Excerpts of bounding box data
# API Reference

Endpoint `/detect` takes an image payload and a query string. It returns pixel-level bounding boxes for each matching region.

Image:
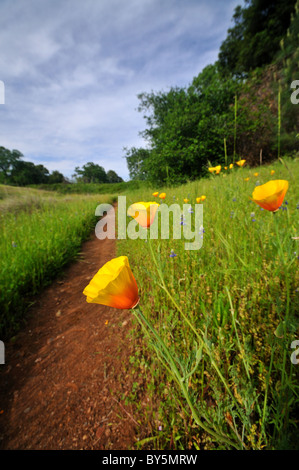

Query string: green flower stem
[148,236,245,422]
[133,306,238,448]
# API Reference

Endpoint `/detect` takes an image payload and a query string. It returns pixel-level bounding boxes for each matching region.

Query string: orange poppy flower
[252,180,289,212]
[127,202,160,228]
[83,256,139,309]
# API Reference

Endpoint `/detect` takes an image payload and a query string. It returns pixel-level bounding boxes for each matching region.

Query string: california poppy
[83,256,139,309]
[127,202,159,228]
[252,180,289,212]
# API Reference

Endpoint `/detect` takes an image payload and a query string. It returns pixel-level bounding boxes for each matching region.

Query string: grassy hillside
[118,159,299,449]
[0,185,113,338]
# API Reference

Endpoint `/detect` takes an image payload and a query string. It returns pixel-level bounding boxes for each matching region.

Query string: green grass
[118,160,299,449]
[0,159,299,449]
[0,186,113,339]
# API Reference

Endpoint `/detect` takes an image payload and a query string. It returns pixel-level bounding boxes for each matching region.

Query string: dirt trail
[0,215,143,450]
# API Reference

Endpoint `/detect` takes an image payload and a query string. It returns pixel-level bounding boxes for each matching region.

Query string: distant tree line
[0,147,123,186]
[124,0,299,183]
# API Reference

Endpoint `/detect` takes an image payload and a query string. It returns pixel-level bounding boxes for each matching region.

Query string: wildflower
[83,256,139,309]
[128,202,159,228]
[252,180,289,212]
[198,225,205,238]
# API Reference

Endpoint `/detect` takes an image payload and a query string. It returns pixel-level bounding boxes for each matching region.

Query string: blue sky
[0,0,243,180]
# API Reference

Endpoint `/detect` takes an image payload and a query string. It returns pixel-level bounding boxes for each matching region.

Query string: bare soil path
[0,222,143,450]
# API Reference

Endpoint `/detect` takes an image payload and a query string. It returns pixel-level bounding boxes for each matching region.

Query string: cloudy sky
[0,0,243,180]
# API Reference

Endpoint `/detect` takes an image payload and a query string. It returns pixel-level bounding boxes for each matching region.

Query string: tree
[0,147,23,184]
[107,170,123,183]
[124,147,150,181]
[73,162,108,183]
[48,170,65,184]
[10,160,49,186]
[219,0,296,76]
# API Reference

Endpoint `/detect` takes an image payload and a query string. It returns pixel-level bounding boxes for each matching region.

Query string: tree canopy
[124,0,299,183]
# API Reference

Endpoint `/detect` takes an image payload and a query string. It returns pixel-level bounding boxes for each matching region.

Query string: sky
[0,0,243,181]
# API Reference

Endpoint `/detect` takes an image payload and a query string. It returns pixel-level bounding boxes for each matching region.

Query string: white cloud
[0,0,240,179]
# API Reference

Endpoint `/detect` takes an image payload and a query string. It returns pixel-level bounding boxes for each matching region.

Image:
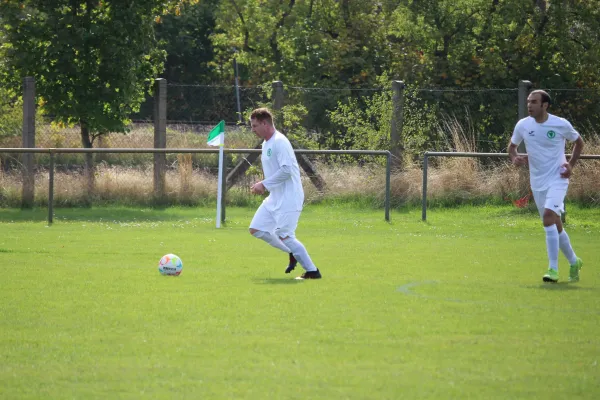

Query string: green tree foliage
[204,0,600,155]
[0,0,164,147]
[156,0,218,84]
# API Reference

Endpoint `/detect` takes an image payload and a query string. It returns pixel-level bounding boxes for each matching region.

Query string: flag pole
[217,143,225,228]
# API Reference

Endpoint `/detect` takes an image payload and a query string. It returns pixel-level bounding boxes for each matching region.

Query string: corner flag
[206,120,225,228]
[206,121,225,146]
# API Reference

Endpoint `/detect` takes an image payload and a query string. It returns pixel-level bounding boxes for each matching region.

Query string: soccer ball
[158,254,183,276]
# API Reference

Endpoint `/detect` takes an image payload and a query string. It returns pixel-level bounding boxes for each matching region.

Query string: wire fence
[0,83,600,160]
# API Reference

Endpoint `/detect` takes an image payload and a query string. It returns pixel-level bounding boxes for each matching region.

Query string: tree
[0,0,169,191]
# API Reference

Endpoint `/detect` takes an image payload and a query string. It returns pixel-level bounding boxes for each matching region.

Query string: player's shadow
[254,278,304,285]
[526,282,594,290]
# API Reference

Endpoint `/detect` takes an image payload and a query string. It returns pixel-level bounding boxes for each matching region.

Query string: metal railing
[0,147,392,224]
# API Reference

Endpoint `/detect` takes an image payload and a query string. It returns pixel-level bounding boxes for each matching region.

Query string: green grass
[0,205,600,399]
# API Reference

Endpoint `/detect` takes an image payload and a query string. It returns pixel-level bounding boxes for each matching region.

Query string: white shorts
[533,182,569,218]
[250,203,300,238]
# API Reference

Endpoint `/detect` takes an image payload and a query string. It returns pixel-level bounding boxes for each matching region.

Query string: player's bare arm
[250,182,265,194]
[560,136,583,178]
[508,142,527,167]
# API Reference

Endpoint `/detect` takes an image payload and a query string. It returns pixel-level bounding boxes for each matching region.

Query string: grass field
[0,206,600,399]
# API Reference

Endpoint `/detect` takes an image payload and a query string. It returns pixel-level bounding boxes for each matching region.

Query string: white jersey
[510,114,579,191]
[261,131,304,213]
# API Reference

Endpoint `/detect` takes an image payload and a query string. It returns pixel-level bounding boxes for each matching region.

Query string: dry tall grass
[0,118,600,207]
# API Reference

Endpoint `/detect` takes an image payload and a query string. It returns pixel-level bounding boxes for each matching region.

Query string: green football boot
[569,257,583,282]
[542,268,558,283]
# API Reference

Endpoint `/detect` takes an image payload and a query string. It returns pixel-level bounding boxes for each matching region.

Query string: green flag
[206,121,225,146]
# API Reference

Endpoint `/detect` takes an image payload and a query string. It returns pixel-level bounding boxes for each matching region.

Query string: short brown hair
[250,107,273,125]
[529,90,552,107]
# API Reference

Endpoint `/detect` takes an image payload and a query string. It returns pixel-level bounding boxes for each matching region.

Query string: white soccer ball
[158,254,183,276]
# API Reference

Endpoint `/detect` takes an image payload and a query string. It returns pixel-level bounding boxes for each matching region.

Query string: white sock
[285,237,317,271]
[252,231,291,253]
[558,229,577,265]
[544,224,558,271]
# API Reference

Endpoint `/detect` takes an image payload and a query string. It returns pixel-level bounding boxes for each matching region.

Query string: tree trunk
[81,121,95,206]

Brief:
Copy the material line for line, beginning with its first line and stopping after the line that contains "[0,185,113,338]". Leave out the pictures.

Answer to the task:
# API Reference

Endpoint `/detect` takes an image payload and a query string. It returns pixel-level bounding boxes for each matching region.

Image:

Query string: green flower stem
[148,236,245,422]
[133,306,238,448]
# API Reference

Endpoint `/detect` takes an image payload and a query string. It returns pixel-level bounding boxes for each matching region.

Query string: orange poppy flower
[252,180,289,212]
[127,202,160,228]
[83,256,139,309]
# API Reference

Endpoint `/detect` takes an image payload and a query string. It returns pixel-level bounding boxes for each matching region.

Query string: california poppy
[83,256,139,309]
[127,202,159,228]
[252,180,289,212]
# API Reference

Endpoint `/detect` takes an image payload and a query string. It returns pixel-level bounding boxes for each matching region.

Query string: grassy hillside
[118,159,299,449]
[0,185,113,338]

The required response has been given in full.